* START Dataset content *
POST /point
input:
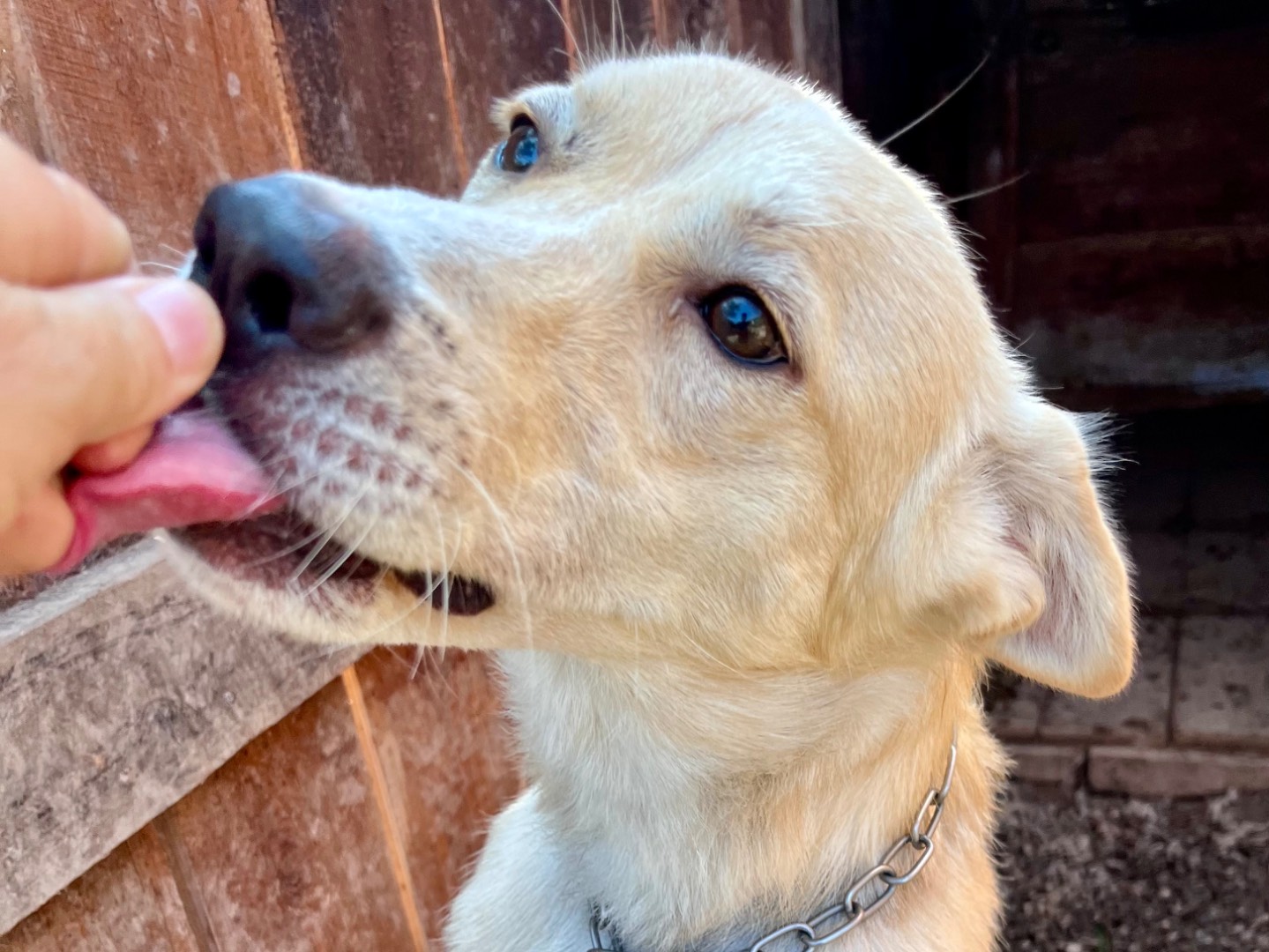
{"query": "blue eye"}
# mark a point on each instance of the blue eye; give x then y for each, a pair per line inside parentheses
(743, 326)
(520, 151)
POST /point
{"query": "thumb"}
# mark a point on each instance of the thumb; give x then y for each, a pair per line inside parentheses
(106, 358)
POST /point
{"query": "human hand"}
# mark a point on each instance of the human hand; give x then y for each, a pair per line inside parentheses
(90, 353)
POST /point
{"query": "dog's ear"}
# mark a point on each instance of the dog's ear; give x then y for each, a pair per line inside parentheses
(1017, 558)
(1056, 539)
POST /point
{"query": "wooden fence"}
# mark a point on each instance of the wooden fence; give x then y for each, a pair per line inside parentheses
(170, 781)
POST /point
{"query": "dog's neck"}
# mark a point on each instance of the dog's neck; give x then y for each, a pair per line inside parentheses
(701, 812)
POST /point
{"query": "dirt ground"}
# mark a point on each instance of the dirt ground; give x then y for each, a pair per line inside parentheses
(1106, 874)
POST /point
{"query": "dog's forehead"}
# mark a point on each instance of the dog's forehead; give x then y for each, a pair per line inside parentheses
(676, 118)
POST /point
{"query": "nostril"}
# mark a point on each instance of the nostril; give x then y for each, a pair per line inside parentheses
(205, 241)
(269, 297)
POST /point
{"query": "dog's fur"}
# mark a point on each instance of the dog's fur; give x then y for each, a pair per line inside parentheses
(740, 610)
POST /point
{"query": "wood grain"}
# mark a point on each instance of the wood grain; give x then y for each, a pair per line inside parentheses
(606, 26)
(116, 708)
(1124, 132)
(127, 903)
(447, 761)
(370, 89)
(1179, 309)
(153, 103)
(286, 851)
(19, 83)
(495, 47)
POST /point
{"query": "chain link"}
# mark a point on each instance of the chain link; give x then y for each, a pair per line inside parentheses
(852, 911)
* END Dataset content *
-- Challenge --
Reproduce every entry word for word, but omit the pictures.

-- Written solution --
POST /point
input:
{"query": "blue eye"}
# mark a point on each instance of the blue eye; give x then y for each, a pair per line inside parentheses
(743, 326)
(520, 151)
POST /point
{"query": "thumb"}
# mark a point on each instance of the thumb; give x then y for each, a pair per line inside parentheses
(106, 358)
POST /point
{"query": "human hand"}
# mark a point on each instance of the human hand; give x then y for each, a pair per line inside parentheses
(90, 353)
POST /point
{"query": "dog's ear"}
# mark a point on each instance of the dog's ear; give x then y for each, a pair per line inside parentheses
(1017, 558)
(1056, 539)
POST /point
{"query": "wooden fence"}
# mark a point on each instance of the wooden fence; give x then y for each, a pair per line inside parentheses
(170, 781)
POST /point
{"query": "dog's neck"}
# mark a point on each instance of the dog's neck; give x then y for each, a pair per line inside parentheses
(701, 812)
POST /point
{"query": "dirt ground"}
# mark a point on each instance of the dirt ground; give x then y for each, a pair per line inside parentheses
(1106, 874)
POST /point
{"query": "dog's forehead"}
# mark a point on each instance of the dog's forehead; give x then y for each, a pair per line inside parentheses
(676, 118)
POST /point
{"query": "nostril"}
# mark a point on each instance of the nostril; give x then y for each, a pair per line inside parentheses
(205, 241)
(269, 297)
POST /point
{"query": "dog's fur"}
# mark a point on each instance of the dog's fur; give x then y for each, a pair per line inside parentheses
(740, 610)
POST /point
{"query": "wood grain"}
# mark a point on each instance of the wood grain; give x then y for each, a pair per line inside parentheses
(606, 26)
(116, 708)
(1124, 132)
(127, 903)
(447, 761)
(370, 89)
(1179, 309)
(153, 103)
(286, 851)
(19, 83)
(495, 47)
POST /point
{"query": "chain link"}
# mark a point on each instance of the chain link; give x then y for each, a pair per line inside parentheses
(852, 911)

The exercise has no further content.